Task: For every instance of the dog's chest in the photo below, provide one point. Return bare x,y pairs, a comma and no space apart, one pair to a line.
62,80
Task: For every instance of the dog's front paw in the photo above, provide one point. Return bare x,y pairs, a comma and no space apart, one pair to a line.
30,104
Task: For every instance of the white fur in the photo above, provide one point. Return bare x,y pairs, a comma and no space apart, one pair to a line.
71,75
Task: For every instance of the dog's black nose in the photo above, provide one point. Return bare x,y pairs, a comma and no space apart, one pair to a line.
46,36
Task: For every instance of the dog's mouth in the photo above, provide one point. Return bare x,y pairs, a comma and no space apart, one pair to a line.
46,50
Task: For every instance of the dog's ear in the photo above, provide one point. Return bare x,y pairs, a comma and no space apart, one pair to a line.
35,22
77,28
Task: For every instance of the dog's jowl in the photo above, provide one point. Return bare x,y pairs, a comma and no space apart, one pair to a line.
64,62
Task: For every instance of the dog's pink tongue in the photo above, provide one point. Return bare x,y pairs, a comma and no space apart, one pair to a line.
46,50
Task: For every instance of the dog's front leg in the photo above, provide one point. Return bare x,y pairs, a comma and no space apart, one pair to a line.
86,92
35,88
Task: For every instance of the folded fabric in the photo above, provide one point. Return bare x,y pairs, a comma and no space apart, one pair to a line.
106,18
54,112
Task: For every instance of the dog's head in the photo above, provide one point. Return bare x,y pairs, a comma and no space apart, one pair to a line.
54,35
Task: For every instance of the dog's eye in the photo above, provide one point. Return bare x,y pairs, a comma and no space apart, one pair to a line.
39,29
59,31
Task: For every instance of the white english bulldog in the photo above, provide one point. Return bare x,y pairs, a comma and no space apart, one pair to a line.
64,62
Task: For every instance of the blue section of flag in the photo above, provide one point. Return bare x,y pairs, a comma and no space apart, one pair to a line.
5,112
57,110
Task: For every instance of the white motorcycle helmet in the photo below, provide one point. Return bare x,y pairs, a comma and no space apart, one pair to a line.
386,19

_____

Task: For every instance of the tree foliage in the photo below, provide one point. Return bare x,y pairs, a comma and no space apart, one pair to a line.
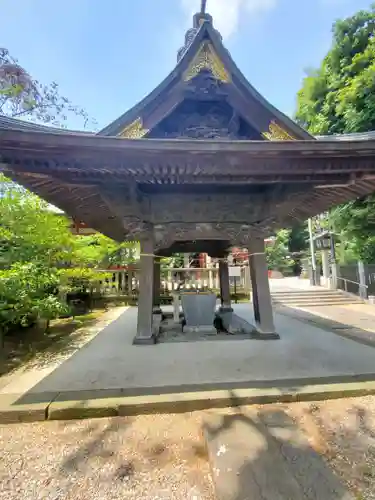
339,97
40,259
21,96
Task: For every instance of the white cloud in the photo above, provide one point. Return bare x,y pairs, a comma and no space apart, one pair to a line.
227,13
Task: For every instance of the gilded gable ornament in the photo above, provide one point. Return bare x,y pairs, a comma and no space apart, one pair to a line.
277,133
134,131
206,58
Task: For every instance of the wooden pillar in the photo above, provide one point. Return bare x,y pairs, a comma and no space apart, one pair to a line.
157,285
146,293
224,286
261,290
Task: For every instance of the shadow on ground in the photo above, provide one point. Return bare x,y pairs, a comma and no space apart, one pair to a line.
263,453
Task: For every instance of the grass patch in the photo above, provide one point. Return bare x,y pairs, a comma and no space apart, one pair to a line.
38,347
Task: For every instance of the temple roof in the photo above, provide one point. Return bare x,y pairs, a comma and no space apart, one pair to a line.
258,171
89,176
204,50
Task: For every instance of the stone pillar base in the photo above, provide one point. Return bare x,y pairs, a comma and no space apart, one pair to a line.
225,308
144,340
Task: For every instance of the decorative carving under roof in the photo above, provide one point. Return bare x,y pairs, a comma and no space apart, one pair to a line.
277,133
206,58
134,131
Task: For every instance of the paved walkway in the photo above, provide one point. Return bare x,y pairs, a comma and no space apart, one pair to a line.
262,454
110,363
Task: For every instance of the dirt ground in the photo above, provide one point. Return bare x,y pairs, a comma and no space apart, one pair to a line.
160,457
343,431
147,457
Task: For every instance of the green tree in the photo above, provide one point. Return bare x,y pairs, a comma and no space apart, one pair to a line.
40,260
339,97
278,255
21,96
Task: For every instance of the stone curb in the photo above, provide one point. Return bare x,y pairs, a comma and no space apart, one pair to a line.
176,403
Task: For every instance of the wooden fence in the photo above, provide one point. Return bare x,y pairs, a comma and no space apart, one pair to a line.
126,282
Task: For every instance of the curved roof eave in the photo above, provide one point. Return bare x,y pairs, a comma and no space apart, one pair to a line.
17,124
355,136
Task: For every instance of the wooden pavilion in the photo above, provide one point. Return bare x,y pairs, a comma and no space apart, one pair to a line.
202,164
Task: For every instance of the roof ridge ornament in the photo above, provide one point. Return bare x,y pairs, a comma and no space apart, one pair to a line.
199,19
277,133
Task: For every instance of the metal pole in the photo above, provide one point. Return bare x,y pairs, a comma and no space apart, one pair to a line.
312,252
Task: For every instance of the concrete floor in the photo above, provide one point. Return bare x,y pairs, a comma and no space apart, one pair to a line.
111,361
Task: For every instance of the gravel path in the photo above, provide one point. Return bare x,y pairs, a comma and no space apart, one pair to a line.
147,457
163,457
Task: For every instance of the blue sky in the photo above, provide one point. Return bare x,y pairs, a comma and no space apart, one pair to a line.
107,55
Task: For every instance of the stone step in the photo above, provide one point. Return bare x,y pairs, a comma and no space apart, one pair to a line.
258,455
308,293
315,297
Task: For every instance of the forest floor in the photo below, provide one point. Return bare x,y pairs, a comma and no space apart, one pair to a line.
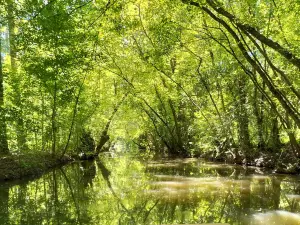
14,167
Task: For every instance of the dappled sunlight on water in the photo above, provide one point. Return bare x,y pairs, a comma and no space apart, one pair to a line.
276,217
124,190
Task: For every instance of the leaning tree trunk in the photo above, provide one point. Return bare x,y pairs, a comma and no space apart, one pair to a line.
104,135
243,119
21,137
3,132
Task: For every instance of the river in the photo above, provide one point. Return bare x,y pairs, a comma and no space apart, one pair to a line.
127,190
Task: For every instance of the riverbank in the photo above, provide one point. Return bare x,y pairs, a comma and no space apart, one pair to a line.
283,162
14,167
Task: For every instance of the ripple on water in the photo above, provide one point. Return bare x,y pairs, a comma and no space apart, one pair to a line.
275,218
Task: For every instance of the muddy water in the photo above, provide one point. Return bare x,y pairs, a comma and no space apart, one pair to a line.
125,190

_____

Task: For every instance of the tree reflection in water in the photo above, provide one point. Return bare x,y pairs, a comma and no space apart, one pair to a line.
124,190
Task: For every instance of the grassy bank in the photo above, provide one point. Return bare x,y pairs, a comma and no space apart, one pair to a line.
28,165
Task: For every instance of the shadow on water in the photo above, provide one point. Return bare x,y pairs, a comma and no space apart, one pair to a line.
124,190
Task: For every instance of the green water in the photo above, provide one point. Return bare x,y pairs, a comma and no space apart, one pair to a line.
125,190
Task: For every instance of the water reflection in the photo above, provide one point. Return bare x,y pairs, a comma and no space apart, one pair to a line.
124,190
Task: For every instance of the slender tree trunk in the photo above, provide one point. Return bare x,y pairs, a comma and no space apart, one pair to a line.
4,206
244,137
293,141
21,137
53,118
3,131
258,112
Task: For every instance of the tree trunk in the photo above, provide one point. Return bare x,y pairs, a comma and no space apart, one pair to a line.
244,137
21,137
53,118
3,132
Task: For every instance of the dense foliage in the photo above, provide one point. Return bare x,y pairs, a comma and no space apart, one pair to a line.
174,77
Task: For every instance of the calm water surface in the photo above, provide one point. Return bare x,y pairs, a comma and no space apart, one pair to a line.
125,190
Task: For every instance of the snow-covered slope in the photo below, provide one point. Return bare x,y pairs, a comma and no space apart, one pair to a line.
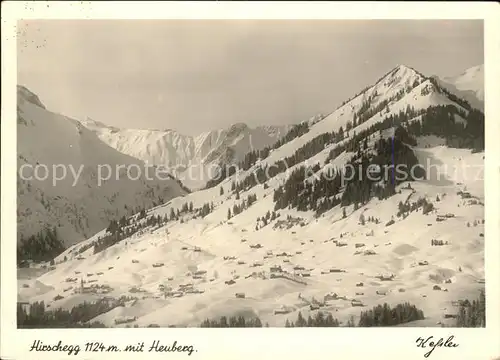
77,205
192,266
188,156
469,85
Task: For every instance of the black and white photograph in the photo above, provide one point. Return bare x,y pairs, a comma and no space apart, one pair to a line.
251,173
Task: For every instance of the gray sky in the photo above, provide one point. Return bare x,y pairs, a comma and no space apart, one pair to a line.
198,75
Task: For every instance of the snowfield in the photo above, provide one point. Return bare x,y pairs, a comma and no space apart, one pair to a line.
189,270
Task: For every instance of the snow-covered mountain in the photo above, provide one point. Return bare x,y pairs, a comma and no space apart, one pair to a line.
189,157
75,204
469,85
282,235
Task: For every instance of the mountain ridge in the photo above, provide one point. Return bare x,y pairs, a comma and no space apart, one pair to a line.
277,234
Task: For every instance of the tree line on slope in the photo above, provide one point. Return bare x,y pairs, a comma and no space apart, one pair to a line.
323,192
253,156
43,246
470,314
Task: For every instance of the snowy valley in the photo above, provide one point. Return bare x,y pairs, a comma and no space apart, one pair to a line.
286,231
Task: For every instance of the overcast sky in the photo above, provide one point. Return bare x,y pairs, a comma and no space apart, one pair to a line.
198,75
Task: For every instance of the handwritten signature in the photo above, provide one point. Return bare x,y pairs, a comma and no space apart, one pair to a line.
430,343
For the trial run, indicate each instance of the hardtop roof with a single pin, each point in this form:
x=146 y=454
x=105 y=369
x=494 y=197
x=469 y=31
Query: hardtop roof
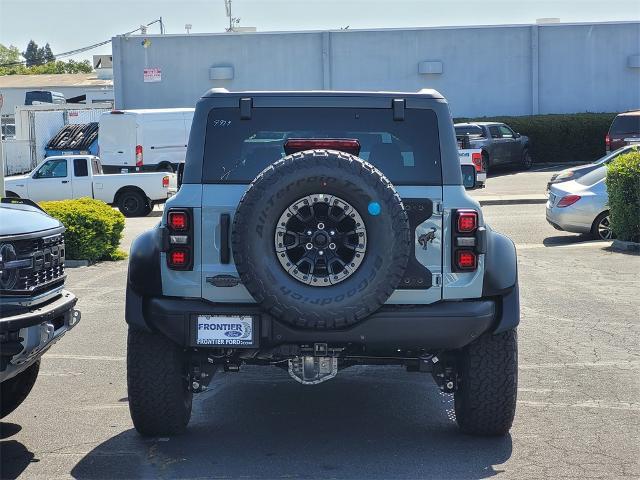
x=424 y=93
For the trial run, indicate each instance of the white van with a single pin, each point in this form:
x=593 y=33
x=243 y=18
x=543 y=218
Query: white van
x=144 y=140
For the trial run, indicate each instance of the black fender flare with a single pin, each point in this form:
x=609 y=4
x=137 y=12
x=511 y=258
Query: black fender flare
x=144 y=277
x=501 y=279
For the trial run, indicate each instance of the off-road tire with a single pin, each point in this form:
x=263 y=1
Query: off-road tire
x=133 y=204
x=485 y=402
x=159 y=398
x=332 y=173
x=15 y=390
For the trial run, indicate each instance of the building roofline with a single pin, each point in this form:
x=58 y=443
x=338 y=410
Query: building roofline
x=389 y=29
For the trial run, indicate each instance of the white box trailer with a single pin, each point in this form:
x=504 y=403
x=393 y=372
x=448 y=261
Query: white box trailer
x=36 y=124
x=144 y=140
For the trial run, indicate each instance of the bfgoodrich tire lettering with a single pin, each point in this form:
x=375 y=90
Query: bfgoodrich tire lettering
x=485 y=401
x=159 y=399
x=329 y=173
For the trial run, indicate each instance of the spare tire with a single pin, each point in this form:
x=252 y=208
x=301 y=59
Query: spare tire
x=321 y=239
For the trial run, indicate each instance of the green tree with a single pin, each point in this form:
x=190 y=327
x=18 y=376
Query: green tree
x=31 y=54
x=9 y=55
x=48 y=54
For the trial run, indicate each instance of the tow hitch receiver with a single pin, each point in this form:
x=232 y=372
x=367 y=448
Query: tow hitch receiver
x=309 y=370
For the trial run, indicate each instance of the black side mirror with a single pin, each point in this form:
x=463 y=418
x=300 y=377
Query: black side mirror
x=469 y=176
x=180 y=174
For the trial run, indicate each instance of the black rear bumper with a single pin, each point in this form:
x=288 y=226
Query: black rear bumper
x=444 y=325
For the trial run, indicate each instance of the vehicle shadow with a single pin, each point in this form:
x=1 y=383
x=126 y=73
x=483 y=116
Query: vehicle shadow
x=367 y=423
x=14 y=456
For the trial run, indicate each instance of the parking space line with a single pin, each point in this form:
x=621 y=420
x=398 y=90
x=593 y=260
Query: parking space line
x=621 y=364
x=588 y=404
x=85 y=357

_____

# SET EXERCISE:
Collect every line of the listing above that contains the string "pillar", matching case exactly.

# EXPECTED ANSWER:
Task: For every instance of the wooden pillar in the photo above, provide one point. Return bare x,y pairs, a comma and no space apart, one pair to a line.
Task: For every instance of the stone pillar base in the photo above, provide one point. Return bare x,y pairs, a comma and no space apart, one pair to a line.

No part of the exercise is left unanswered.